57ème commémoration de la Naqbah : le monde continue à tourner le dos aux Palestiniens

Par

in The Palestine Times, juin 2005

Chaque année, avec le retour des ces souvenirs douloureux, notre peuple médite sur la mère de toutes les tragédies palestiniennes, la Naqbah – ce mot étant dérivé d’une racine arabe évoquant une catastrophe – en référence à l’expulsion massive des Palestiniens de leur patrie (85 % de Palestiniens expulsés, et 531 de leurs villages rasés) par les milices sionistes, expulsion qui aboutit à l’occupation de 78 % de la Palestine par la création de l’Etat d’Israël, le 15 mai 1948.

Mais cette année, il y a quelque chose de spécial. C’est sans doute le fait que, cette année, plus que jamais auparavant, les Palestiniens ressentent un sentiment d’abandon qui vient s’ajouter à leur douleur habituelle.

Avec le passage du temps, nos anciens, témoins du drame – plus âgés donc que l’"Etat d’Israël" – disparaissent ; la reconnaissance de la Naqbah s’estompe et notre lutte pour notre droit au retour est de plus en plus menacée.



Le 57ème anniversaire semble passer comme un fantôme évanescent.


Seuls, des Palestiniens, et de rares titres erratiques dans les médias arabes, le commémorent, bien que la Naqbah n’ait jamais été seulement un événement palestinien. Ceci n’a fait que renforcer ce sentiment des Palestiniens que le monde est en train de se détourner d’eux.

En Israël, en dépit du bla-bla-bla et des "espoirs de paix", il n’y a aucune indication minimale que cet Etat reconnaîtrait en quoi que ce soit sa responsabilité dans la situation faite aux Palestiniens.

Au contraire : lors de sa dernière visite à des organisations juives new-yorkaises, Sharon a juré que les réfugiés palestiniens ne rentreraient pas (en Palestine). Non seulement ça : les médias israéliens ont critiqué les Palestiniens, considérant anormal que nous commémorions la Naqbah juste le jour où, eux, ils célèbrent le(ur) jour de l’Indépendance !

Le vice-premier ministre Ehud Olmert a qualifié la célébration de la Naqbah par les Palestiniens de "décourageante", ajoutant : "cela démontre un état d’esprit toujours disposé à voir en l’Etat d’Israël un obstacle à éliminer, plutôt qu’une réalité avec laquelle (les Palestiniens) doivent se réconcilier."

Consigne:
Réécrivez sous forme de liste le paragraphe de l'extrait sur la Naqbah qui commence par « Chaque année, avec le retour », en gardant ses faits principaux. Ce matériel ne joue aucun rôle dans l'exercice.

Entrées de pointage d'objets étiquetés
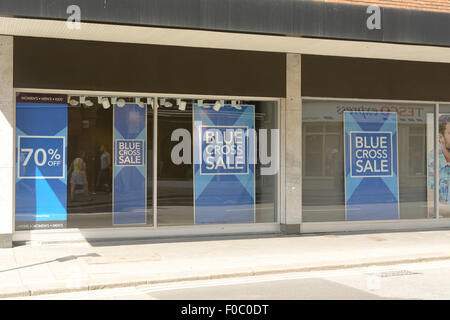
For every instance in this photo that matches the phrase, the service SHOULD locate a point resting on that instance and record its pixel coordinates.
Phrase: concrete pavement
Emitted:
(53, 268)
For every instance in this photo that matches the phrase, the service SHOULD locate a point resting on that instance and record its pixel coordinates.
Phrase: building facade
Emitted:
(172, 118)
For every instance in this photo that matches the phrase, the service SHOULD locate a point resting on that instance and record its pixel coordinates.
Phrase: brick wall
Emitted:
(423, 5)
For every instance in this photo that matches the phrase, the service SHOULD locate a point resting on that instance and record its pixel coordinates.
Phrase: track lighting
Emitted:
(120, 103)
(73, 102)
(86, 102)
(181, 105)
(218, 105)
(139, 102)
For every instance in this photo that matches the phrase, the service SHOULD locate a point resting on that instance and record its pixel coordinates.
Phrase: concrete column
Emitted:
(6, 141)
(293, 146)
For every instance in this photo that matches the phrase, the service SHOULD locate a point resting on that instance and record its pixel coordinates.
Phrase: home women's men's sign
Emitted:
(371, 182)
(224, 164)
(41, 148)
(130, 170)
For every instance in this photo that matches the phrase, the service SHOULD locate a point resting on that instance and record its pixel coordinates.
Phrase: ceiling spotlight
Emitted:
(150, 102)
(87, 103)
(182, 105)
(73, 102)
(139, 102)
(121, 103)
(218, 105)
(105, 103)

---

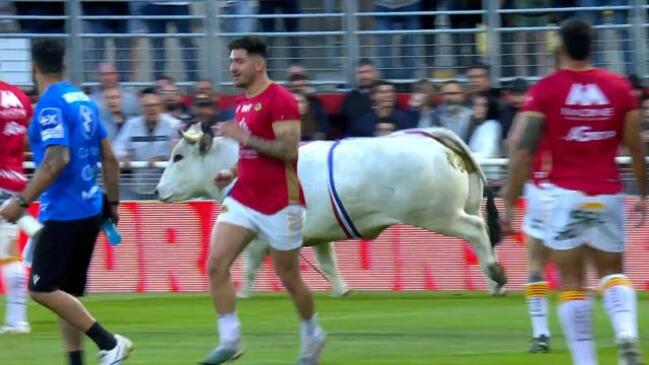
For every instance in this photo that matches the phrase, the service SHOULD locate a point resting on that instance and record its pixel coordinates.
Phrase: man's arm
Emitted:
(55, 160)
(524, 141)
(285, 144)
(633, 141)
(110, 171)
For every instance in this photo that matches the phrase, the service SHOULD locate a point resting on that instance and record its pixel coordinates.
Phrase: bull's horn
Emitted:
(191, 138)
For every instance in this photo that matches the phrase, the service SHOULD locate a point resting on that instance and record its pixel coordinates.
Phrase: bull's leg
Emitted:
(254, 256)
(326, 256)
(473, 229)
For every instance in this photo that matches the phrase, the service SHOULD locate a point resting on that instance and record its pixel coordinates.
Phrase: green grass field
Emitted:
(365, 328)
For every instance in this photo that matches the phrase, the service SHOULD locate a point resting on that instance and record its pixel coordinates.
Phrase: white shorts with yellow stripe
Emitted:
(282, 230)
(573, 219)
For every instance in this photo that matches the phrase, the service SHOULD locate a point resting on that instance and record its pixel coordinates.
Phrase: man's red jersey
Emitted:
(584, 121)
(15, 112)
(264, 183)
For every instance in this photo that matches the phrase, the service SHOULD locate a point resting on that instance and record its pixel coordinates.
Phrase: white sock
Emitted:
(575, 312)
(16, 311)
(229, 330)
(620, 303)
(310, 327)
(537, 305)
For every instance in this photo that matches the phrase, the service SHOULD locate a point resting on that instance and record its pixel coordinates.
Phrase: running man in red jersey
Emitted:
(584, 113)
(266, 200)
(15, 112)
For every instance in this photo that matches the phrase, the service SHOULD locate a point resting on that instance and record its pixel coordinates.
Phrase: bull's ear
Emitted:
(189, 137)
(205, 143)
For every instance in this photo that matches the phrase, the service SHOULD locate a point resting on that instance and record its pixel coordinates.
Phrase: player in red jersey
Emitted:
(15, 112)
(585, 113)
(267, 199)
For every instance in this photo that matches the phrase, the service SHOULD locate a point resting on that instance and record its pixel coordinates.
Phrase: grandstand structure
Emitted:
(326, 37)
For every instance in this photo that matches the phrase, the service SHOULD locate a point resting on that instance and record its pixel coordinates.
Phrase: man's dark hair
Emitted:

Réponse proposée:
- Chaque année, le peuple palestinien médite sur la Naqbah, la mère de toutes ses tragédies.
- Le mot vient d'une racine arabe qui évoque une catastrophe.
- Il désigne l'expulsion massive des Palestiniens de leur patrie par les milices sionistes. 85 % des Palestiniens ont été expulsés et 531 de leurs villages ont été rasés.
- Cette expulsion a abouti à l'occupation de 78 % de la Palestine par la création de l'État d'Israël, le 15 mai 1948.